Task requirements:
Rewrite every line of the listing below, including the requests, and shift each number in the answer coordinates up by 7. Leave the requests and their sample coordinates unchanged, and omit the pictures from your output.

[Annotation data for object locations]
-------

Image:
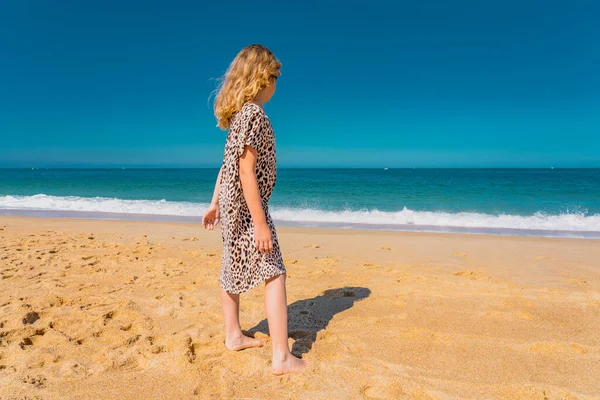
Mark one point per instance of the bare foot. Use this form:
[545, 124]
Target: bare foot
[289, 364]
[242, 342]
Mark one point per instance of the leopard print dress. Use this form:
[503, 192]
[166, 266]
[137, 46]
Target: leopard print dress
[243, 267]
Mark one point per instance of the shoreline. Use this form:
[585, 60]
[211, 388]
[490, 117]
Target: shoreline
[130, 309]
[408, 228]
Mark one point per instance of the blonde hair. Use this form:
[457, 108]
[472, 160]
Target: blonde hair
[254, 68]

-------

Task response:
Image:
Mark one point per instance of the bare foot. Use this form:
[545, 124]
Target: bare foot
[296, 371]
[249, 349]
Mark one point per instance of the leopard print dress. Use this form:
[503, 192]
[166, 266]
[137, 46]
Target: leopard print dress
[250, 274]
Mark one point per instance of the shoreline. Use this form:
[585, 60]
[211, 388]
[490, 117]
Target: shoreline
[137, 316]
[415, 235]
Mark one point per instance of the blonde hair. Use this form:
[457, 108]
[472, 160]
Target: blonde hair
[261, 75]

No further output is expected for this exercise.